▶ [TEXT SEGMENT]:
# # #
Bunuel wrote:
If four integers, a, b, c, and d are chosen at random, with replacement, what is the probability that ab + cd is even?
A. 1/4
B. 3/8
C. 1/2
D. 5/8
E. 3/4
Solution:Since odd + odd = even and even + even = even, then either both ab and cd are odd or they are both even.
If both ab and cd are odd, then a, b, c and d have to be all odd. So the probability is ½ x ½ x ½ x ½ = 1/16 (notice that the probability being odd is ½ and the probability being even is also ½).
If both ab and cd are even, then we have:
1) a = even, b = odd, c = even, d = odd
2) a = even, b = odd, c = odd, d = even
3) a = even, b = odd, c = even, d = even
4) a = odd, b = even, c = even, d = odd
5) a = odd, b = even, c = odd, d = even
6) a = odd, b = even, c = even, d = even
7) a = even, b = even, c = even, d = odd
8) a = even, b = even, c = odd, d = even
9) a = even, b = even, c = even, d = even
The probability of any of the cases above is also 1/16. Therefore, the overall probability is 1/16 + 9 x 1/16 = 10/16 = 5/8.
# # #
▶ [DATA EXTRACT]:
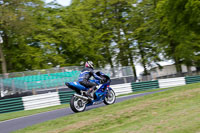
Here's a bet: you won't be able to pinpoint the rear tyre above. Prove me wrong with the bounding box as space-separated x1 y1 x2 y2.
70 96 86 113
103 89 116 105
# # #
▶ [WHAT THE EXERCISE ASKS]: Write the next part of the forum post about the probability that ab + cd is even, starting right after its last sentence.

▶ [ANSWER TO THE EXERCISE]:
Alternate Solution:ab + cd is even if both ab and cd is even or both ab and cd is odd. Let’s find P(ab is even) (which equals P(cd is even)) and P(ab is odd) (which equals P(cd is odd)):
P(ab is odd) = P(a is odd and b is odd) = 1/2 x 1/2 = 1/4
P(ab is even) = 1 - P(ab is odd) = 1 - 1/4 = 3/4
Now, the probability that both ab and cd are even is found to be P(both ab and cd are even) = P(ab is even) x P(cd is even) = 3/4 x 3/4 = 9/16. Similarly, P(both ab and cd are odd) = P(ab is odd) x P(cd is odd) = 1/4 x 1/4 = 1/16. Thus, P(ab + cd is even) = P(both ab and cd are even) + P(both ab and cd are odd) = 9/16 + 1/16 = 10/16 = 5/8.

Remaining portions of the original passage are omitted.